» **INPUT**:
+ + + +

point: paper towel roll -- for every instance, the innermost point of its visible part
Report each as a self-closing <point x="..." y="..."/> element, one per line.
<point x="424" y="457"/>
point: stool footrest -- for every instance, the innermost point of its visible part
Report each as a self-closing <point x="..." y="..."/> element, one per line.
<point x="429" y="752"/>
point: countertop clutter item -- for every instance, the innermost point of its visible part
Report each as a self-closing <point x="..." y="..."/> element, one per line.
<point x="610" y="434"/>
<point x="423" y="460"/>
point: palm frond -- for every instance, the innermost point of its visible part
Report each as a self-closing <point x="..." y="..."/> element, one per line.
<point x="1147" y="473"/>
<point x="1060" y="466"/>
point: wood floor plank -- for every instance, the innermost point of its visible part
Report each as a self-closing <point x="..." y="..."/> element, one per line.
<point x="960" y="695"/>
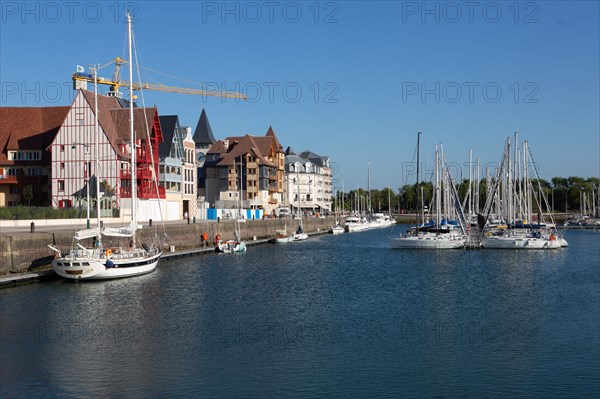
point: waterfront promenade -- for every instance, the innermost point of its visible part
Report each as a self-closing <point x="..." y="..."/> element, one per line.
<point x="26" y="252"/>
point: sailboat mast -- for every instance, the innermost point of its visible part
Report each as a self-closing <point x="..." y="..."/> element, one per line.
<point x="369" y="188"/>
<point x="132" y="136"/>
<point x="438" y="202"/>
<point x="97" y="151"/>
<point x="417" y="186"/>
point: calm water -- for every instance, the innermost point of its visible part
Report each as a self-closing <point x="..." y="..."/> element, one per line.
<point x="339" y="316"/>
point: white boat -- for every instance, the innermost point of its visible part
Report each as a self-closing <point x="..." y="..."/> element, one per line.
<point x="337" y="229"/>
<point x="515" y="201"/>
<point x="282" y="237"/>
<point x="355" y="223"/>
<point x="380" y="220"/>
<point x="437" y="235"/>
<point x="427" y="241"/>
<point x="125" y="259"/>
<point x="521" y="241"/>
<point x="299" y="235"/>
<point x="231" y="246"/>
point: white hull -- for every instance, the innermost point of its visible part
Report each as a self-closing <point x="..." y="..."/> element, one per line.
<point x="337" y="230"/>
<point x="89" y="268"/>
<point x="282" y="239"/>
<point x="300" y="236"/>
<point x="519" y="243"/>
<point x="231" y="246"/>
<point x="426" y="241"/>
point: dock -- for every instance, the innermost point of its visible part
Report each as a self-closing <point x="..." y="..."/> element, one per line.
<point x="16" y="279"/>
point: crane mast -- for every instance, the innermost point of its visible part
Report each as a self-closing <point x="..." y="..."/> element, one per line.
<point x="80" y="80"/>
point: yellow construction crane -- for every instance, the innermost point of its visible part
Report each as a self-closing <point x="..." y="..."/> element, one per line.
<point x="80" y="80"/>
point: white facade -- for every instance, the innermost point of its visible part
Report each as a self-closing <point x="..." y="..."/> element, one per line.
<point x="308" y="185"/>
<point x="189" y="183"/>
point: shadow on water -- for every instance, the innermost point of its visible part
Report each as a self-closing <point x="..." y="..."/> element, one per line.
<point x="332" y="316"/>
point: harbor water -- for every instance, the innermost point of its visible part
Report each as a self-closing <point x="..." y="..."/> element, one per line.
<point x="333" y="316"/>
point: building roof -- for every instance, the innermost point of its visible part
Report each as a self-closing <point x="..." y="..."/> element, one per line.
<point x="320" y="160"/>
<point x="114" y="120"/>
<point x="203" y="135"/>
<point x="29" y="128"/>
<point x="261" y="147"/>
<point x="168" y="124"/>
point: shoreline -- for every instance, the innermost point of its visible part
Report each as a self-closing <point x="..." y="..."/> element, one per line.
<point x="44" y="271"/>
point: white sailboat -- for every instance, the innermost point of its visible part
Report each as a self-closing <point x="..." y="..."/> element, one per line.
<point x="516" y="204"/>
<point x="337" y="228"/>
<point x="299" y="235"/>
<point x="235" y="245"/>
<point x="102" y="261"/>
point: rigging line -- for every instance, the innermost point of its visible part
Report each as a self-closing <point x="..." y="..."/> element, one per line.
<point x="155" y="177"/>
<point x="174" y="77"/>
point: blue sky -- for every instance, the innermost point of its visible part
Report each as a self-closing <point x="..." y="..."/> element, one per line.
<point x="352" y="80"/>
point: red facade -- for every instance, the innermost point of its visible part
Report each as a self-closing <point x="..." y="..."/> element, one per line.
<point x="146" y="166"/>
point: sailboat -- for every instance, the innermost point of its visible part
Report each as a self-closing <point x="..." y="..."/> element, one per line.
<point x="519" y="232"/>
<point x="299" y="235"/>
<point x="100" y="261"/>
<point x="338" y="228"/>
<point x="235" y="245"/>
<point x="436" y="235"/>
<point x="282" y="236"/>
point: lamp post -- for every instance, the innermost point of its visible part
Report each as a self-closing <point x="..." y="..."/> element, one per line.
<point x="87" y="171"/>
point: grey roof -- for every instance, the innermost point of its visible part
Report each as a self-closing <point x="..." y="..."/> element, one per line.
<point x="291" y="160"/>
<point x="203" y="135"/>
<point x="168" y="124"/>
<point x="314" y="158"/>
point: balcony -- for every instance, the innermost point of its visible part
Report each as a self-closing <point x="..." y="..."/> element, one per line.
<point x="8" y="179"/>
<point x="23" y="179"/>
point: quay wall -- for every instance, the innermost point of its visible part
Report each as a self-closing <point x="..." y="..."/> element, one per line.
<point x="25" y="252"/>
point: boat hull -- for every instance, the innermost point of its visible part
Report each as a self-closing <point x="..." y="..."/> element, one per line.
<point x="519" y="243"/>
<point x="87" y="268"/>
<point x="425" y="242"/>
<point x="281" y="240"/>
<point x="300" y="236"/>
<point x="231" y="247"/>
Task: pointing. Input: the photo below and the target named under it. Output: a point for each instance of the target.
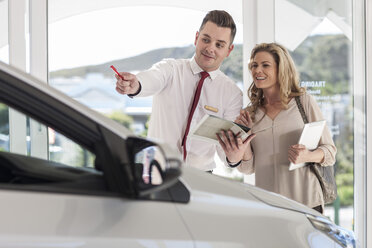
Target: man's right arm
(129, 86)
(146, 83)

+ + + +

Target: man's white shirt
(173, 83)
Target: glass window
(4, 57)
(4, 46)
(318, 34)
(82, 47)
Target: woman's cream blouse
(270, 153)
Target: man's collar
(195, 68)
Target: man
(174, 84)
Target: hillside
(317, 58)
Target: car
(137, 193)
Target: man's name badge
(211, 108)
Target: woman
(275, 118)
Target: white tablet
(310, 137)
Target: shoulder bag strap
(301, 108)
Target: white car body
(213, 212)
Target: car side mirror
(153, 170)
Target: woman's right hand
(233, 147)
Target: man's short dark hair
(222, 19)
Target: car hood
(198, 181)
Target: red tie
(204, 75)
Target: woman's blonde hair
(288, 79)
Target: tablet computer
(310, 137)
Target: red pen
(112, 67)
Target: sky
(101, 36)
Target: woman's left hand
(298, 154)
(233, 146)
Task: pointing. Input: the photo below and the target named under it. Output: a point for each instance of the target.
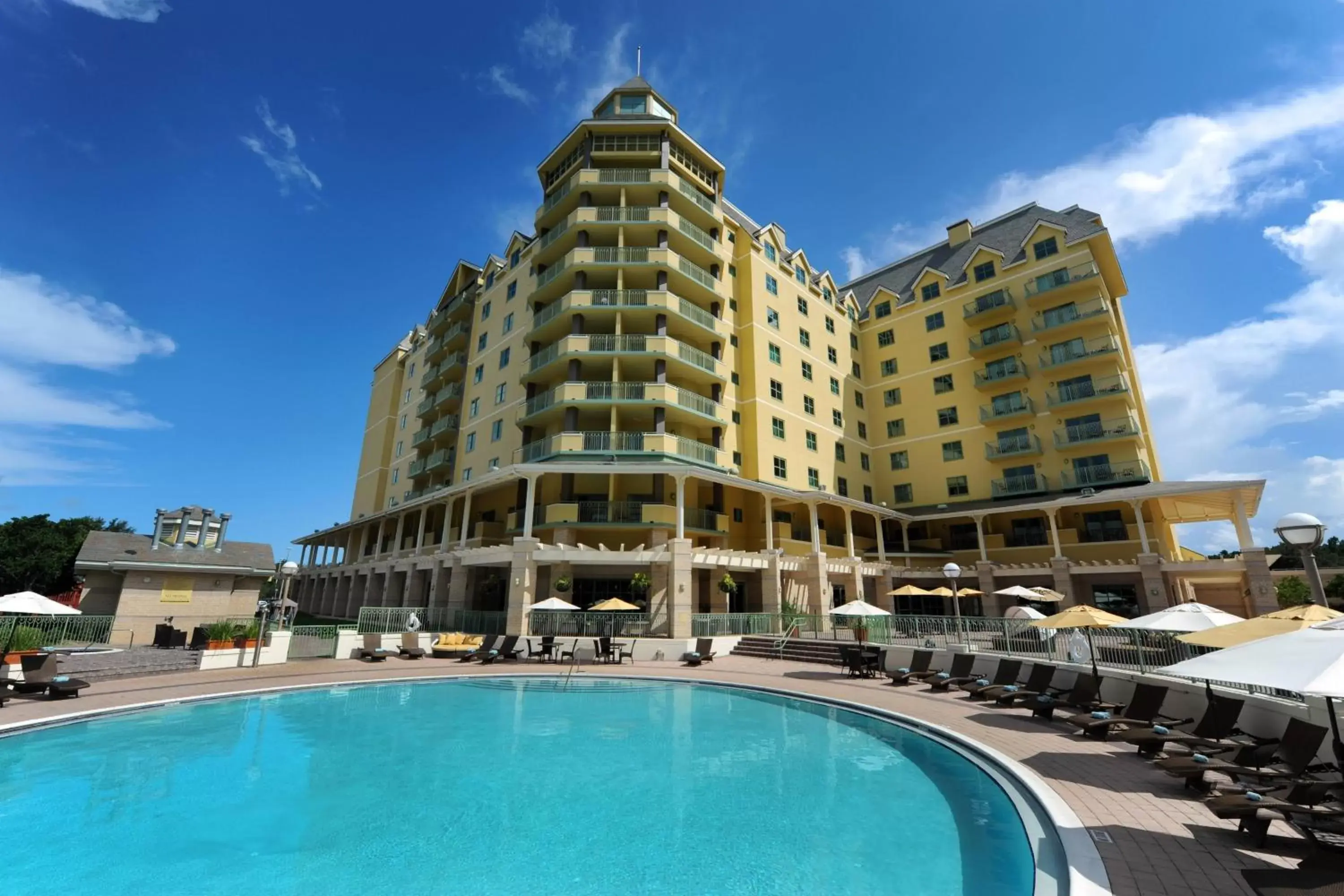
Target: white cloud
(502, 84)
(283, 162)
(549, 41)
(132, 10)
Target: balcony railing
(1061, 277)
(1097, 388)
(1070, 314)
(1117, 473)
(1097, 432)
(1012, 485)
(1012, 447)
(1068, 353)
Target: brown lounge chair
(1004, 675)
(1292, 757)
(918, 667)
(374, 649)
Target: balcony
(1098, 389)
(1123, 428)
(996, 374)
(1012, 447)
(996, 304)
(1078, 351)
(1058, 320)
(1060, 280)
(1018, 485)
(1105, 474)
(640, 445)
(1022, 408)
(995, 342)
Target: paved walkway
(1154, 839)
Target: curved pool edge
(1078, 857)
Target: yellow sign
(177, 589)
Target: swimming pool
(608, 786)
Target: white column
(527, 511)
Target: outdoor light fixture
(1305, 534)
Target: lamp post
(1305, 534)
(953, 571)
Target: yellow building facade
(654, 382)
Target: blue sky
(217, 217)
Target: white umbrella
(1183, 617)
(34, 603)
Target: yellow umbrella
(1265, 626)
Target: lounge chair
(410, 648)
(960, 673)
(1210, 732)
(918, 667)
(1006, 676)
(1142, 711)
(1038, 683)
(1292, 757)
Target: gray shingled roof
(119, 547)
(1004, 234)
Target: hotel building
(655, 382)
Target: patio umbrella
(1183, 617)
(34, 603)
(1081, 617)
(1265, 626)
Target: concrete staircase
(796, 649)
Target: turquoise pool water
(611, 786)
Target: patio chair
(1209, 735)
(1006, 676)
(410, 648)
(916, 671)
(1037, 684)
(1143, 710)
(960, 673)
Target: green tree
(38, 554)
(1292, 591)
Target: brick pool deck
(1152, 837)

+ + + +

» **WHAT TO PRODUCE**: Report only how many lines in the entries contain "mast".

» **ANSWER BOX**: 2